EXCERPTED PASSAGE

===

Working Content > Electric Field
Prerequisites:
Though much biochemistry and lots of cellular biology are the result of electrical forces, there are very few biological situations where forces between a small number of charges is what's going on. And since Coulomb's law tells us that only the force between individual point charges has a simple 1/r2 dependence, for any complex system, we have to add up the results of lots of different charges. Even if we use electric potential energy instead of electric force (1/r dependence and no vectors) it can still be very complicated. Well, sometimes that's just what you have to do. And computers can help (see, for example, The water-coat potential). But often, we can use one of a few simple models as an approximation. This can give us a good starting point for understanding a complicated situation.
The three models that we can analyze in a pretty straightforward way (or, be more complicated and actually carry out the integrals) are (1) an infinite uniform line of charge; (2) an infinite uniform plane of charge; (3) a spherical charge distribution.
Though of course we never have "infinite" distributions of charge, letting these become infinite makes the calculations easier and suppresses "edge effects" -- changes that occur when we get to the end of a finite line or sheet of charge. And we will see just what the conditions are that let us treat a finite system as if it went on forever. These model distributions will much improve our ability to discuss a variety of complicated situations.

===

YOUR TASKS
[1] Update the electric field page between "The three models" and "spherical charge distribution.", inclusive, replacing "straightforward" with "direct".
[2] According to the electric field page, which three models can be analyzed in a fairly straightforward way?
[3] Please explain, using the electric field page, why the charge distributions are allowed to become infinite even though real ones never are.
The records that come next have no connection to the electric field page.

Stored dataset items
===

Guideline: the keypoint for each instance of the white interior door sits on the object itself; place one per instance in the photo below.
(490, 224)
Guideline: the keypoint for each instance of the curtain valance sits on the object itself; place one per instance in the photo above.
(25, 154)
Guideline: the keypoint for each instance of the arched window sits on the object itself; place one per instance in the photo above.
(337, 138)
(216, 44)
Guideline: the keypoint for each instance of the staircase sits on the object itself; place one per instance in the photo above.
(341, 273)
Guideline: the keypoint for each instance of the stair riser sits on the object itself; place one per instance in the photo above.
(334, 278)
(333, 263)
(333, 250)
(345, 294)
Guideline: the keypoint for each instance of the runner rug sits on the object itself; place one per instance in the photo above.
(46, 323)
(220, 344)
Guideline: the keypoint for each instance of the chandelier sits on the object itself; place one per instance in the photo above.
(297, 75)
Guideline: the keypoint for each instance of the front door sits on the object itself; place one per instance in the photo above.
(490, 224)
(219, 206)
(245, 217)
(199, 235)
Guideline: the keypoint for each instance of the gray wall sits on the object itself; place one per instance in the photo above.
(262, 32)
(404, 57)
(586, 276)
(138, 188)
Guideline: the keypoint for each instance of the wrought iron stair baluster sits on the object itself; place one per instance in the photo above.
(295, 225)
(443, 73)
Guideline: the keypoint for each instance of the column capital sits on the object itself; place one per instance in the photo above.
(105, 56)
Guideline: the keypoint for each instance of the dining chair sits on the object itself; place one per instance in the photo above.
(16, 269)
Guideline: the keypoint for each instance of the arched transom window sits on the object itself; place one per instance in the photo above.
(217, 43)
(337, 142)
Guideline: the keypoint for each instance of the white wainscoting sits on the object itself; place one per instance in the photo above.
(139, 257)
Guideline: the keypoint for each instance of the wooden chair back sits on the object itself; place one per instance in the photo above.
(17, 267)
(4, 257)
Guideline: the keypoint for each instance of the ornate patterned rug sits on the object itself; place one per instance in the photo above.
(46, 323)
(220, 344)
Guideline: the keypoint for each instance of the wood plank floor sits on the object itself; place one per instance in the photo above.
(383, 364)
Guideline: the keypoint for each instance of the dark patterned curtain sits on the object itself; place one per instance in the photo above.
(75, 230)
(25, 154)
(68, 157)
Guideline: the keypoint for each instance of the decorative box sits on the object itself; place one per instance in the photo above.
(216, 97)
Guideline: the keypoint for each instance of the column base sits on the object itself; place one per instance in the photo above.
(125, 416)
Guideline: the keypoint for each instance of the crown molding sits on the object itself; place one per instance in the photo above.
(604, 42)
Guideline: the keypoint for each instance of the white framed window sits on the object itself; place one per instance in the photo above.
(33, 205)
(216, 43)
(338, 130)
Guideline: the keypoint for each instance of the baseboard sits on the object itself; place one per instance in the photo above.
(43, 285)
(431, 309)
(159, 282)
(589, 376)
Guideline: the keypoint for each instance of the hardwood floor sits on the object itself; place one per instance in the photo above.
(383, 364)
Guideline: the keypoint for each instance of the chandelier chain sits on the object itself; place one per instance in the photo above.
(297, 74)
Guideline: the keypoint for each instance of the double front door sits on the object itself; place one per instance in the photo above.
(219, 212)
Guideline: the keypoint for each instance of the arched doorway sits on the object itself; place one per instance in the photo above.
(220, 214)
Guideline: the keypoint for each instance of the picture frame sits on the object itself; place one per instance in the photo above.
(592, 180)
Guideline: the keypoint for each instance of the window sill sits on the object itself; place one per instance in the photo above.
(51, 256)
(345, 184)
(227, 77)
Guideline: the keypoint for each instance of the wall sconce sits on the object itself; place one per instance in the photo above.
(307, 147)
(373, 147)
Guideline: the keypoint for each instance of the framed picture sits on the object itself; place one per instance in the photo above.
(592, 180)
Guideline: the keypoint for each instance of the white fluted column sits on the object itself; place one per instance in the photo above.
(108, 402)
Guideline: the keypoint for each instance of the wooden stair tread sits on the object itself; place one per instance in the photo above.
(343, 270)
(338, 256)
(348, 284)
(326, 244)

===

LIST OF ANSWERS
[1]
The three models that we can analyze in a pretty direct way (or, be more complicated and actually carry out the integrals) are (1) an infinite uniform line of charge; (2) an infinite uniform plane of charge; (3) a spherical charge distribution.

[2] An infinite uniform line of charge, an infinite uniform plane of charge, and a spherical charge distribution.

[3] Letting them become infinite makes the calculations easier. It also suppresses edge effects, which are the changes that occur at the end of a finite line or sheet of charge.